PROVIDED PASSAGE>
|---|

Another way to show how a metric changes over time is to utilize a time series chart. Time Series charts display a date or time dimension on the X-axis and a chosen metric on the Y-axis. Users can also add 3 types of trendlines to a time series chart in Looker Studio. These trendlines can be linear, exponential, or polynomial. In addition, a version of time series charts without lines, called sparklines, can be showcased on scorecard charts.

Area charts are similar to time series charts as users can only set a date or time on the chart's X-axis. The Area Chart, however, has a shaded area under the line to highlight the difference in values between lines. In addition, Line charts, Time series charts, and Area charts also have the ability to show cumulative sum values on the X-axis using the Cumulative option under the STYLE tab in Looker Studio.

Unlike line or time series charts, scatter charts showcase the relationship between two metrics as separate data points on a graph. Trendlines, however, can be added within Looker Studio to indicate the type of relationship these data points have including linear, exponential, or polynomial.

|---|

GIVEN INFORMATION>
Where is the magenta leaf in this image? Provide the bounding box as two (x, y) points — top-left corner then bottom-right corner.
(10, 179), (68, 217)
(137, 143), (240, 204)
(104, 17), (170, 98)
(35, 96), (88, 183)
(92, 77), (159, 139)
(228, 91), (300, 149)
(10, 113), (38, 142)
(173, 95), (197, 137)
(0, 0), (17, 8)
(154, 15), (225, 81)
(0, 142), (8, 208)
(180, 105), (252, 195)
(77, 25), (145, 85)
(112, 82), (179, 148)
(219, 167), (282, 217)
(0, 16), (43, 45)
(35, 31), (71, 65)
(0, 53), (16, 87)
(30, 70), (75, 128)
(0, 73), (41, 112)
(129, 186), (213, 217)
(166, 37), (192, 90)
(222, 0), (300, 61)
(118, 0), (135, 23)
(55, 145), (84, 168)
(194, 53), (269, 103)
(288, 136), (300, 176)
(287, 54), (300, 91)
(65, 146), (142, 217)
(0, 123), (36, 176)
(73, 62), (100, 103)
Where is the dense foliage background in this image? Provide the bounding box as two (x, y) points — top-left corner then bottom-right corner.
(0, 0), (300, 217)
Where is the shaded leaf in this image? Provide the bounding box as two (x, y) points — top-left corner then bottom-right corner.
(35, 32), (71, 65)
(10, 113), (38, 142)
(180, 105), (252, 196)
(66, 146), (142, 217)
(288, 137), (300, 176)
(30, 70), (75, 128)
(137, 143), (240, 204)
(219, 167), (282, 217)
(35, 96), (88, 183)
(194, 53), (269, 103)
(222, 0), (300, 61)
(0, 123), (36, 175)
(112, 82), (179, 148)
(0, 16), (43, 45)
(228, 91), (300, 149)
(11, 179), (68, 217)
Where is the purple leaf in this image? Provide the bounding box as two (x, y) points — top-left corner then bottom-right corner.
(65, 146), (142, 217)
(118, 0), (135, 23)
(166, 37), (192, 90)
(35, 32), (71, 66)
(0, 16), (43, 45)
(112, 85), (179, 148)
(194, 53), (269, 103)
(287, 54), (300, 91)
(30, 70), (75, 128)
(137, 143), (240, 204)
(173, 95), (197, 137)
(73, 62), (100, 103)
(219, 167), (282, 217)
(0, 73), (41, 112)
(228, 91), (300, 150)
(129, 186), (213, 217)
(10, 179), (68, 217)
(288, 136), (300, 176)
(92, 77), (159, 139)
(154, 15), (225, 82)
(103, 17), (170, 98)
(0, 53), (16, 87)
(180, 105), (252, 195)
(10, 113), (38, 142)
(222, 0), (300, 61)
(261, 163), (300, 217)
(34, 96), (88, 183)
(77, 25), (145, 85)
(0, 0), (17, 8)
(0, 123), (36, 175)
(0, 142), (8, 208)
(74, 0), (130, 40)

|---|

PARTS OF THE EXERCISE>
[1] Answer these questions from the Looker Studio charts text:
(a) What three kinds of trendlines can be added to a time series chart?
(b) Under which tab is the Cumulative option found?
(c) What do scatter charts showcase?
[2] Revise the Looker Studio charts text between "Area charts are" and "including linear, exponential, or polynomial.", inclusive, and write that part out with "shaded" replaced by "colored".

RESPONSES>
[1]
(a) Linear, exponential, and polynomial.
(b) The STYLE tab.
(c) The relationship between two metrics, shown as separate data points on a graph.

[2]
Area charts are similar to time series charts as users can only set a date or time on the chart's X-axis. The Area Chart, however, has a colored area under the line to highlight the difference in values between lines. In addition, Line charts, Time series charts, and Area charts also have the ability to show cumulative sum values on the X-axis using the Cumulative option under the STYLE tab in Looker Studio.

Unlike line or time series charts, scatter charts showcase the relationship between two metrics as separate data points on a graph. Trendlines, however, can be added within Looker Studio to indicate the type of relationship these data points have including linear, exponential, or polynomial.